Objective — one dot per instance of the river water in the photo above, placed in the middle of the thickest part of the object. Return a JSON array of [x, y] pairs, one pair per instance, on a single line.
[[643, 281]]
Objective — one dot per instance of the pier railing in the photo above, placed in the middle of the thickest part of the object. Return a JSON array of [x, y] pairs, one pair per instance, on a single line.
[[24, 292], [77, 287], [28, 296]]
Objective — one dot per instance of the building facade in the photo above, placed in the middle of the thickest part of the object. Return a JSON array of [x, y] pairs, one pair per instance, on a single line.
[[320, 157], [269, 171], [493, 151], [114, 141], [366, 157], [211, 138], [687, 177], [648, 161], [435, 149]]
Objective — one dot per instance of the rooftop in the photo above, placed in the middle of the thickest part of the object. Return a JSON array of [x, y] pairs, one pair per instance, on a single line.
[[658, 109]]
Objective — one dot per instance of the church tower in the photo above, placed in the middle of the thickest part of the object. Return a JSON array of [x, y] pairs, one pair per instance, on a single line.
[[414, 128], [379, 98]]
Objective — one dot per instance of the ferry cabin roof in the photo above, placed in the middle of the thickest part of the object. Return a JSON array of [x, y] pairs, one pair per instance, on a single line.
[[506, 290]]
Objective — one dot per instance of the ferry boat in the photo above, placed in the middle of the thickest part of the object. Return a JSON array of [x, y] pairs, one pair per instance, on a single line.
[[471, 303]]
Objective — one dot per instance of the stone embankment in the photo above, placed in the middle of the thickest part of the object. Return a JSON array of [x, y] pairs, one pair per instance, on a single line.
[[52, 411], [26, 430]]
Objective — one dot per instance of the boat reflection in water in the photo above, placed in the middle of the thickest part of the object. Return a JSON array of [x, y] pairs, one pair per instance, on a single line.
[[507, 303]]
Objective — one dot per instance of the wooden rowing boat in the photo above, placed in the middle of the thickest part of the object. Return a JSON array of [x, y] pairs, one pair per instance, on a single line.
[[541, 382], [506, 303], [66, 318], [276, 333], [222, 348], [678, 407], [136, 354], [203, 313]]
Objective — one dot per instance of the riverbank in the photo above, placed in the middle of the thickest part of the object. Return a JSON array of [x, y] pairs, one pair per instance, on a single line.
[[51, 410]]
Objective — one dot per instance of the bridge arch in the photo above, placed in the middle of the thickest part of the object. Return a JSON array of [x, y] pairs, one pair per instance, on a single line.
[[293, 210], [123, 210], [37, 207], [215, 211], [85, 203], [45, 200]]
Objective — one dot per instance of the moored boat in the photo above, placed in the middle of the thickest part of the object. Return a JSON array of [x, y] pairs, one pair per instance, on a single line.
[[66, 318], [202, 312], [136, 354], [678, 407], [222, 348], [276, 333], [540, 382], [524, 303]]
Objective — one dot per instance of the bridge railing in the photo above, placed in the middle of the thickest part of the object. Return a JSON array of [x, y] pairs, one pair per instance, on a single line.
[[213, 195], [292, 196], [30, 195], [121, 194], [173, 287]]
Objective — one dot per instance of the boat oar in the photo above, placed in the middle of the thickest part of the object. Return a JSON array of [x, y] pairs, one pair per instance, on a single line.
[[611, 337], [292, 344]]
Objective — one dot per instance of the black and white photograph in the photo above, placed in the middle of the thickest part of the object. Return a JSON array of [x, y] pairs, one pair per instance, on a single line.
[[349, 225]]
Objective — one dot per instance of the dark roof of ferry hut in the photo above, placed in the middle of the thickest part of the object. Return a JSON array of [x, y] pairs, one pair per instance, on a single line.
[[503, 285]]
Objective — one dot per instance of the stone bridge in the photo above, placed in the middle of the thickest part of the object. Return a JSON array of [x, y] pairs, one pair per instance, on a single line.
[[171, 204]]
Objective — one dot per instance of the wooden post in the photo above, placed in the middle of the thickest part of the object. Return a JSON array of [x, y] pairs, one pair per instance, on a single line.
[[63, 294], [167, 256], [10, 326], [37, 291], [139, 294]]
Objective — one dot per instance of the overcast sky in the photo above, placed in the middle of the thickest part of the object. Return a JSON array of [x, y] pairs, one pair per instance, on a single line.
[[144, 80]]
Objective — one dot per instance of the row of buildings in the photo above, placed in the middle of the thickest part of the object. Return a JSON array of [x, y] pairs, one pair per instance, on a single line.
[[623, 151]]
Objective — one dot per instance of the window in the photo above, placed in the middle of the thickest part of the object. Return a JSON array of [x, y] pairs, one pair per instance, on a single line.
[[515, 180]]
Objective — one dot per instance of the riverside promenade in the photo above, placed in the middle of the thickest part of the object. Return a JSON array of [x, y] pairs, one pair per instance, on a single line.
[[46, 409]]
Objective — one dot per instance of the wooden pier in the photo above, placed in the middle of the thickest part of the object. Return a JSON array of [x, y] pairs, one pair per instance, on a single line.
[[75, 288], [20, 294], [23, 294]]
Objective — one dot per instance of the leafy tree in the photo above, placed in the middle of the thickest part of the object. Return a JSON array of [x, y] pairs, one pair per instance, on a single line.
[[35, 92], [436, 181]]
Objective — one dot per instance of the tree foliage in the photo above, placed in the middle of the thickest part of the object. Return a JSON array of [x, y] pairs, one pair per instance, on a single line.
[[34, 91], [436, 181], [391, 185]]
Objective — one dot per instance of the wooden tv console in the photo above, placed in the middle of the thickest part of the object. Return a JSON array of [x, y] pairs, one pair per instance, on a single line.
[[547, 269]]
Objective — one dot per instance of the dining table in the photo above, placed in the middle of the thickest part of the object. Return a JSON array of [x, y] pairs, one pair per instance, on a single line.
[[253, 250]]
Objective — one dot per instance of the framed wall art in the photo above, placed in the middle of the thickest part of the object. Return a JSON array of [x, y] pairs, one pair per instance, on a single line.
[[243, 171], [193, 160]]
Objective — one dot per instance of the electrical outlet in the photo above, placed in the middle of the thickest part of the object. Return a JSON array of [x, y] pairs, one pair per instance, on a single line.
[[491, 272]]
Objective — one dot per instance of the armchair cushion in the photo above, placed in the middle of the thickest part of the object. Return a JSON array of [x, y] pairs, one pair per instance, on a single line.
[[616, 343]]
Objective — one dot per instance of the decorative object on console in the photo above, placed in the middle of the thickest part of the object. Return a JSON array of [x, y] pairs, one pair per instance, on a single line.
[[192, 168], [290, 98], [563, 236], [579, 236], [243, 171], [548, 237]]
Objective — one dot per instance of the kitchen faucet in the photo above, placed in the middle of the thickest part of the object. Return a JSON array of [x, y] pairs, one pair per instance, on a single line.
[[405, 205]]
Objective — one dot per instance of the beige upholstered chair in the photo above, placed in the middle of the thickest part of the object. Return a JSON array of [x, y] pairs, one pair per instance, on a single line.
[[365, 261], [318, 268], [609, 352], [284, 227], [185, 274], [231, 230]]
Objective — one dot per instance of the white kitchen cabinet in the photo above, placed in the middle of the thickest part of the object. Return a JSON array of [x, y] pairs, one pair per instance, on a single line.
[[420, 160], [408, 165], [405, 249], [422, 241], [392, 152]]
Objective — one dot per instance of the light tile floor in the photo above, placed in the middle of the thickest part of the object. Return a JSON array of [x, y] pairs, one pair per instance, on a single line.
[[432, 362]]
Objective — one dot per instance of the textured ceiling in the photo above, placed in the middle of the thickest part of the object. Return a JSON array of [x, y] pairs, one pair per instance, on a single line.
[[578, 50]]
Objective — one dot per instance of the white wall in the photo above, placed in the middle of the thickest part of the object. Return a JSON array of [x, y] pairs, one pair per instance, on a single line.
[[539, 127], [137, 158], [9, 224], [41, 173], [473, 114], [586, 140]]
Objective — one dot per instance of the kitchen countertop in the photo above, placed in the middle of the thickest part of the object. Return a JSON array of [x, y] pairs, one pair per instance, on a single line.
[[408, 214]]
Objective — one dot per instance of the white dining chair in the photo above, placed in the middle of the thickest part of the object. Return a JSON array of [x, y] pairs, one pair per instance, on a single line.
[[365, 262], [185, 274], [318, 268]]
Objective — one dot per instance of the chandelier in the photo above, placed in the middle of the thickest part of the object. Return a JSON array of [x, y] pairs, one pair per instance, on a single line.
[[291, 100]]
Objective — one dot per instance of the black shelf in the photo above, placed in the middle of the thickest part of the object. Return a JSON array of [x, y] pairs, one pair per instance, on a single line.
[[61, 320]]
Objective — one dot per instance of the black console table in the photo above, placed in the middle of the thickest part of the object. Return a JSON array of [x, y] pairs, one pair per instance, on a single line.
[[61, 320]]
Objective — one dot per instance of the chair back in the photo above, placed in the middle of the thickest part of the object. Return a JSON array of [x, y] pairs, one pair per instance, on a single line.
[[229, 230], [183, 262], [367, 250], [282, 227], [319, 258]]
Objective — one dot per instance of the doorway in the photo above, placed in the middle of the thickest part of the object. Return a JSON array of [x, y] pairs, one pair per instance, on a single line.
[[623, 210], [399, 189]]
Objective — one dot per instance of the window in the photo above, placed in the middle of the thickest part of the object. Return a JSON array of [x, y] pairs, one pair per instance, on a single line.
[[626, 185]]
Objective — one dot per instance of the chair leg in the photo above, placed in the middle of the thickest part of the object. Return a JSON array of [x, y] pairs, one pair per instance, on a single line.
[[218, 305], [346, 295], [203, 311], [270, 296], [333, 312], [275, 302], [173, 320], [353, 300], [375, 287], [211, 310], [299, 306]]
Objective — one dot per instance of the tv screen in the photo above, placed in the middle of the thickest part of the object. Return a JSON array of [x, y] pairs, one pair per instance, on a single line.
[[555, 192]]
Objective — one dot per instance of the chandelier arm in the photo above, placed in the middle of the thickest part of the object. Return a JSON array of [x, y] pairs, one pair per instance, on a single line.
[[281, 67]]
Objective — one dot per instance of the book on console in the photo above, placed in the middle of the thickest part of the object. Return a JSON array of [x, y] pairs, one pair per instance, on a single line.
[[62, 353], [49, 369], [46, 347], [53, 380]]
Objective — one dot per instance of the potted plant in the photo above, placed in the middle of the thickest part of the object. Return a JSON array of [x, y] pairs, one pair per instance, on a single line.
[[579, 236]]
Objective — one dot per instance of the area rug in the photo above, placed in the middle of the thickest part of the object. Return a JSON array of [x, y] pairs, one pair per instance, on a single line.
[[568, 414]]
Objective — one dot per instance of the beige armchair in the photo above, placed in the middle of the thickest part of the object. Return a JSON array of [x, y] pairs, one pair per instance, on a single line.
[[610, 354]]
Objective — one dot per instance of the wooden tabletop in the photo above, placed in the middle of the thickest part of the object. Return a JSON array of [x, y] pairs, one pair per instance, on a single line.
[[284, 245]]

*WHAT TO PRODUCE:*
Repeat the items above word for word, from their first line up to and including the line that contains "[[24, 292], [77, 287], [28, 296]]".

*THE RESPONSE:*
Objective — one dot per instance of the river water in the photo above, placed in the middle of the thickest part of the object. Return a JSON array of [x, y] pairs, one pair per instance, on a single line.
[[643, 281]]
Objective — one dot per instance of the pier railing in the photo above, placed in the middle of the thickest part of the object. Return a JSON array of [x, y] pairs, one pair per instance, on a single line.
[[24, 292], [77, 287], [28, 296]]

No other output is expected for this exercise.